Text provided
····················
Pointed Fixedpoint Discriminator Varieties
by
Robert Bignall
The Flinders University of South Australia
Coauthors: Matthew Spinks

Ternary discriminator varieties have been extensively studied and a number of generalisations appear in the literature. We investigate the connections between pointed fixedpoint discriminator varieties and pointed discriminator varieties, that is, ternary discriminator varieties with a constant term.

The variety of implicative BCSK-algebras is a non-commutative generalisation of Abbott's variety of implication algebras, while skew Boolean intersection algebras are a non-commutative analogue of Boolean algebras. The main results of the talk are the following:

1. A pointed variety is a pointed fixedpoint discriminator variety iff it is ideal determined, semisimple with equationally definable principal congruences (EDPC).
····················
Instructions
#1 According to the abstract on pointed fixedpoint discriminator varieties, what is a pointed discriminator variety?
#2 Resume the abstract on pointed fixedpoint discriminator varieties, starting right after its final sentence.
The lines that come after the abstract are not needed.

Extracted data
····················
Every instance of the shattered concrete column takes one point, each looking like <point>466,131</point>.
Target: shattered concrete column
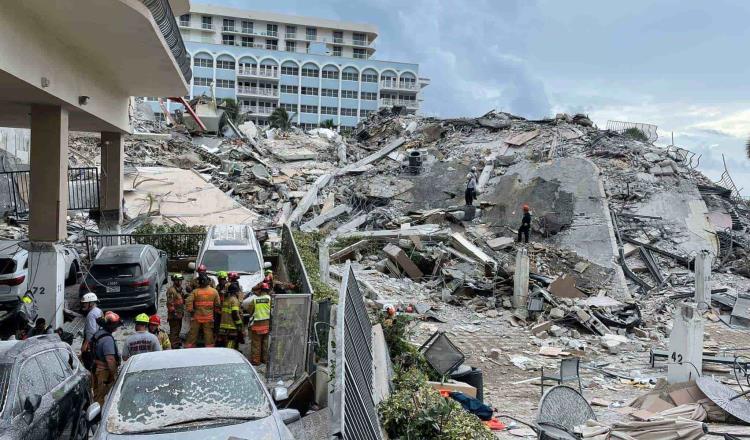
<point>521,280</point>
<point>48,210</point>
<point>685,345</point>
<point>703,280</point>
<point>113,151</point>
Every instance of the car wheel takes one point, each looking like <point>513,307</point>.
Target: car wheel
<point>72,274</point>
<point>82,425</point>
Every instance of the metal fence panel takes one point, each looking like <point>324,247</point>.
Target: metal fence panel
<point>352,405</point>
<point>176,245</point>
<point>288,339</point>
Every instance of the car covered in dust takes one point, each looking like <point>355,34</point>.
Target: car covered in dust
<point>200,393</point>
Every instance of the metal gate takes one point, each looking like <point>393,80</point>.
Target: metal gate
<point>353,408</point>
<point>83,190</point>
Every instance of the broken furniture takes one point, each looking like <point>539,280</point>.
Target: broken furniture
<point>442,354</point>
<point>561,410</point>
<point>569,371</point>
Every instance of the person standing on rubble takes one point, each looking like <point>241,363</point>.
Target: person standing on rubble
<point>259,307</point>
<point>471,189</point>
<point>201,305</point>
<point>525,225</point>
<point>175,309</point>
<point>230,329</point>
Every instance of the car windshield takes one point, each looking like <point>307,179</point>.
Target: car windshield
<point>5,370</point>
<point>244,260</point>
<point>155,400</point>
<point>129,270</point>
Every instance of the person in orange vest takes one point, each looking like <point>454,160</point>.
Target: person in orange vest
<point>201,304</point>
<point>259,308</point>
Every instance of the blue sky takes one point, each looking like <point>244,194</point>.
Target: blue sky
<point>682,65</point>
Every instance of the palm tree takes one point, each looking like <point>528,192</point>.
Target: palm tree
<point>281,119</point>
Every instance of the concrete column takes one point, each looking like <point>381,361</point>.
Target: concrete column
<point>685,345</point>
<point>521,279</point>
<point>49,173</point>
<point>113,152</point>
<point>48,210</point>
<point>703,280</point>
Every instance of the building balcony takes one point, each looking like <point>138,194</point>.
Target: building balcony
<point>254,72</point>
<point>256,110</point>
<point>388,102</point>
<point>261,92</point>
<point>389,84</point>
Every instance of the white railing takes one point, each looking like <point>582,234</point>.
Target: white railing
<point>262,73</point>
<point>394,84</point>
<point>256,110</point>
<point>387,102</point>
<point>257,91</point>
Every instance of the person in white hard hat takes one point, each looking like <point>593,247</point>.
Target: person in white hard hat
<point>89,307</point>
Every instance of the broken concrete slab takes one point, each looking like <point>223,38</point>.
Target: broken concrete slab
<point>398,256</point>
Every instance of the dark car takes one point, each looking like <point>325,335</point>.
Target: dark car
<point>44,390</point>
<point>127,277</point>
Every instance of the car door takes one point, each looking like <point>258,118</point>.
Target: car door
<point>31,383</point>
<point>61,417</point>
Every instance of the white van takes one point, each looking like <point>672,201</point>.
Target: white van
<point>233,248</point>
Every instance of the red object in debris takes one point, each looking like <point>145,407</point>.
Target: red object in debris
<point>495,424</point>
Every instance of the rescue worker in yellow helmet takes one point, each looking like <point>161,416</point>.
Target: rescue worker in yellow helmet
<point>230,328</point>
<point>259,308</point>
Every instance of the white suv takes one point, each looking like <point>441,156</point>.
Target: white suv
<point>233,248</point>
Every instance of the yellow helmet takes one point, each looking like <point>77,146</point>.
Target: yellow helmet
<point>142,318</point>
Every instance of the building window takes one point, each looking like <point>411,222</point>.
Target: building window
<point>349,94</point>
<point>291,32</point>
<point>222,64</point>
<point>359,39</point>
<point>206,22</point>
<point>312,73</point>
<point>311,34</point>
<point>289,70</point>
<point>203,62</point>
<point>205,82</point>
<point>331,74</point>
<point>225,83</point>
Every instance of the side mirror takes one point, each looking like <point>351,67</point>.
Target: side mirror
<point>31,404</point>
<point>93,413</point>
<point>289,415</point>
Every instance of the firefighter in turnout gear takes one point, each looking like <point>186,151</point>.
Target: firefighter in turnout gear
<point>230,328</point>
<point>175,309</point>
<point>202,304</point>
<point>260,310</point>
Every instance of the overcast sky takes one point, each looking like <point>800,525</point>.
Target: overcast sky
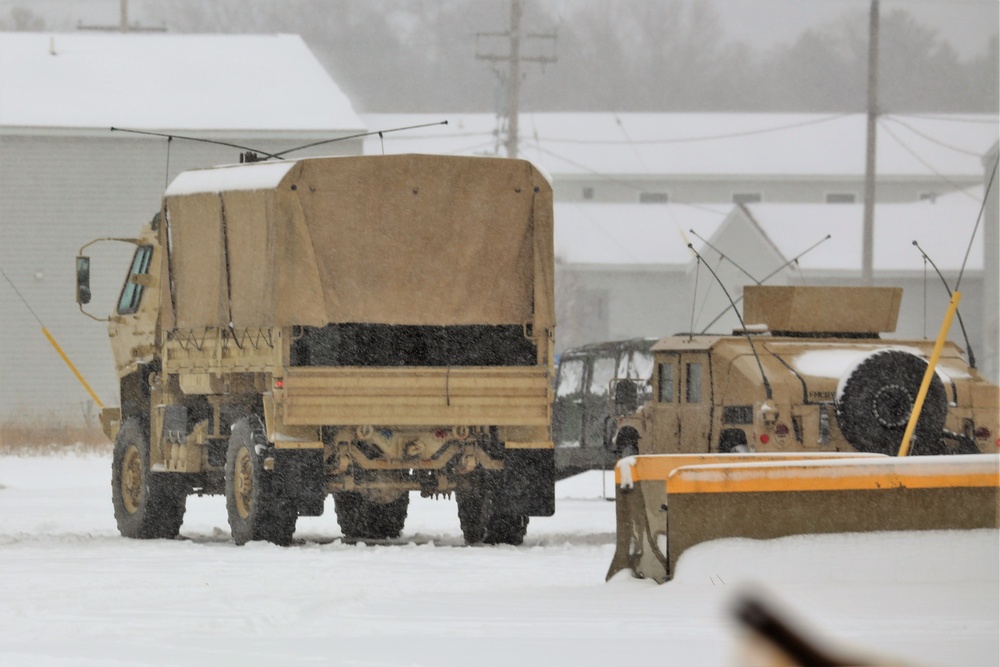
<point>966,24</point>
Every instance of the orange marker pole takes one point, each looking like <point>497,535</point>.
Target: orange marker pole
<point>904,447</point>
<point>73,368</point>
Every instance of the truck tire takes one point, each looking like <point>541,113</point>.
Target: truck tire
<point>875,399</point>
<point>362,518</point>
<point>481,518</point>
<point>148,505</point>
<point>255,510</point>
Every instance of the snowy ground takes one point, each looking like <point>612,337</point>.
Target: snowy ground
<point>72,592</point>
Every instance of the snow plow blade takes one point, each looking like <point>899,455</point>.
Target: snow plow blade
<point>764,496</point>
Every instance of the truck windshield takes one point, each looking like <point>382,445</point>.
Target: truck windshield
<point>131,295</point>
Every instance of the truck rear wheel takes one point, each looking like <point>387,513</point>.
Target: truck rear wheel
<point>362,518</point>
<point>482,517</point>
<point>255,511</point>
<point>148,505</point>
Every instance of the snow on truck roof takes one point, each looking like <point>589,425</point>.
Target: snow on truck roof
<point>165,81</point>
<point>260,176</point>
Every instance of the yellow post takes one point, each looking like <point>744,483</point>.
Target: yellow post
<point>69,363</point>
<point>904,447</point>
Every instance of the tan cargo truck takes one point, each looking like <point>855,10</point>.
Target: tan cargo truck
<point>811,373</point>
<point>356,326</point>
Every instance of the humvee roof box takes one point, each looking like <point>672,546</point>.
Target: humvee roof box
<point>822,310</point>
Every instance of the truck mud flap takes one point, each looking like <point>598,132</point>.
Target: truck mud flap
<point>645,511</point>
<point>529,481</point>
<point>298,476</point>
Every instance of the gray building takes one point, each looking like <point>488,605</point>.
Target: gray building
<point>66,179</point>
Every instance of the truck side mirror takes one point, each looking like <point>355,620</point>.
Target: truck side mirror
<point>626,397</point>
<point>82,280</point>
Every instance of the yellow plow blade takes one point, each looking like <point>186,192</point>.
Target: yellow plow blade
<point>763,496</point>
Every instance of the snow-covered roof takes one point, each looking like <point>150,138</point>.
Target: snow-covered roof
<point>685,145</point>
<point>657,235</point>
<point>632,234</point>
<point>165,81</point>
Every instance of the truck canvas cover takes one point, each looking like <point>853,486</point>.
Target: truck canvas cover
<point>404,240</point>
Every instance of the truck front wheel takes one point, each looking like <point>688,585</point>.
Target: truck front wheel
<point>255,511</point>
<point>148,505</point>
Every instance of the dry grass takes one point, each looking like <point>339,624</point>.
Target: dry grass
<point>39,434</point>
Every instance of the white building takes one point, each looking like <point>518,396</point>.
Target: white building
<point>626,271</point>
<point>727,158</point>
<point>66,179</point>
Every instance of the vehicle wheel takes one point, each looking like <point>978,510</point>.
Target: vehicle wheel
<point>147,504</point>
<point>255,511</point>
<point>481,520</point>
<point>875,400</point>
<point>362,518</point>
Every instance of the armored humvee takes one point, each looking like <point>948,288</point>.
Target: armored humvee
<point>809,374</point>
<point>356,326</point>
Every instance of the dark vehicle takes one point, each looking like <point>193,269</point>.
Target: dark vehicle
<point>580,411</point>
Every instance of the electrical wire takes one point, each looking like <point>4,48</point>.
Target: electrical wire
<point>924,162</point>
<point>931,139</point>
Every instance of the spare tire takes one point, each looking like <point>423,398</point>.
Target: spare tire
<point>875,399</point>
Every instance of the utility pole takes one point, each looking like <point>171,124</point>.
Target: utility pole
<point>868,242</point>
<point>514,60</point>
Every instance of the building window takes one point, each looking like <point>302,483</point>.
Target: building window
<point>840,198</point>
<point>747,198</point>
<point>653,198</point>
<point>693,394</point>
<point>665,386</point>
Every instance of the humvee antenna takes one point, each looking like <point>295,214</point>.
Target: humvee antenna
<point>961,324</point>
<point>728,259</point>
<point>766,278</point>
<point>753,348</point>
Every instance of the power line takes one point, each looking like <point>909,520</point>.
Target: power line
<point>922,161</point>
<point>514,59</point>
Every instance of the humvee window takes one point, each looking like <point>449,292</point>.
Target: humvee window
<point>570,377</point>
<point>665,388</point>
<point>128,303</point>
<point>693,394</point>
<point>601,375</point>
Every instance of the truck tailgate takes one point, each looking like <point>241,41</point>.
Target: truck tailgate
<point>501,396</point>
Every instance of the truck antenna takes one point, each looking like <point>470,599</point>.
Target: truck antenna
<point>765,279</point>
<point>358,136</point>
<point>278,156</point>
<point>728,259</point>
<point>961,324</point>
<point>753,348</point>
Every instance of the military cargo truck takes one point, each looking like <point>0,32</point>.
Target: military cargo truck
<point>811,373</point>
<point>356,326</point>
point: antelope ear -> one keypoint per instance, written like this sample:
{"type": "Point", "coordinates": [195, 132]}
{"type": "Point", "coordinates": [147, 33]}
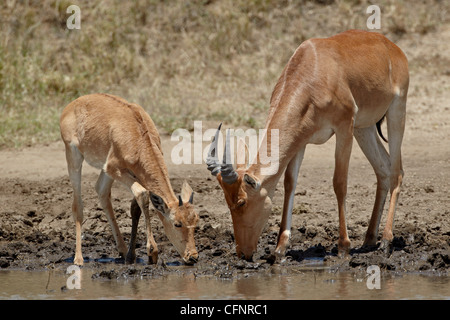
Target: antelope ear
{"type": "Point", "coordinates": [186, 193]}
{"type": "Point", "coordinates": [159, 204]}
{"type": "Point", "coordinates": [242, 154]}
{"type": "Point", "coordinates": [251, 181]}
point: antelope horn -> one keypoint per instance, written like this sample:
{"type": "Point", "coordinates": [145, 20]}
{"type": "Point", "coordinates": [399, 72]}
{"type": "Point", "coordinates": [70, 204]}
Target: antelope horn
{"type": "Point", "coordinates": [212, 161]}
{"type": "Point", "coordinates": [227, 172]}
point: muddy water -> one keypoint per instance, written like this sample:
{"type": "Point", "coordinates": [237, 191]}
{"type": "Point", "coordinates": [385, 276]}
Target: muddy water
{"type": "Point", "coordinates": [307, 283]}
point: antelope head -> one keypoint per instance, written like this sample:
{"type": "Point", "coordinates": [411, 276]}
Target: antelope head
{"type": "Point", "coordinates": [179, 221]}
{"type": "Point", "coordinates": [248, 202]}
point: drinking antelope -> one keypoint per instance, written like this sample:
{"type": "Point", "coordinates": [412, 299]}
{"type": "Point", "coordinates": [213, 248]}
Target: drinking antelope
{"type": "Point", "coordinates": [121, 139]}
{"type": "Point", "coordinates": [343, 85]}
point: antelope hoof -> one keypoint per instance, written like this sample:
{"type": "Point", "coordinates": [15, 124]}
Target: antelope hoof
{"type": "Point", "coordinates": [153, 257]}
{"type": "Point", "coordinates": [78, 260]}
{"type": "Point", "coordinates": [386, 247]}
{"type": "Point", "coordinates": [131, 258]}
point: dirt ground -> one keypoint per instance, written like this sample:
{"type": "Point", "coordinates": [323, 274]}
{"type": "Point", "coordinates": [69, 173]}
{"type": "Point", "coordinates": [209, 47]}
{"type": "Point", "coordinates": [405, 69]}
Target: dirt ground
{"type": "Point", "coordinates": [37, 230]}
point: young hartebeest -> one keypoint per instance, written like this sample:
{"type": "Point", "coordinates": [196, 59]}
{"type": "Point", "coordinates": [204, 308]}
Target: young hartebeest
{"type": "Point", "coordinates": [343, 85]}
{"type": "Point", "coordinates": [121, 139]}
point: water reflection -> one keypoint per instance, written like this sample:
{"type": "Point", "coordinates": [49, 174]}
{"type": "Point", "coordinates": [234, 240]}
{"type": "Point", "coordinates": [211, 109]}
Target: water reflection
{"type": "Point", "coordinates": [320, 284]}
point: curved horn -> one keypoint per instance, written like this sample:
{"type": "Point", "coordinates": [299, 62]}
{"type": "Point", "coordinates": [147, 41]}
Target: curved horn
····················
Exercise answers
#1 A ternary discriminator variety with a constant term.

#2
2. A variety is a pointed fixedpoint discriminator variety iff it is termwise definitionally equivalent to a variety of implicative BCSK-algebras with compatible operations.

3. A pointed fixedpoint discriminator variety is a discriminator variety iff it is congruence permutable.

4. A variety is a pointed discriminator variety iff it is termwise definitionally equivalent to a variety of skew Boolean intersection algebras with compatible operations.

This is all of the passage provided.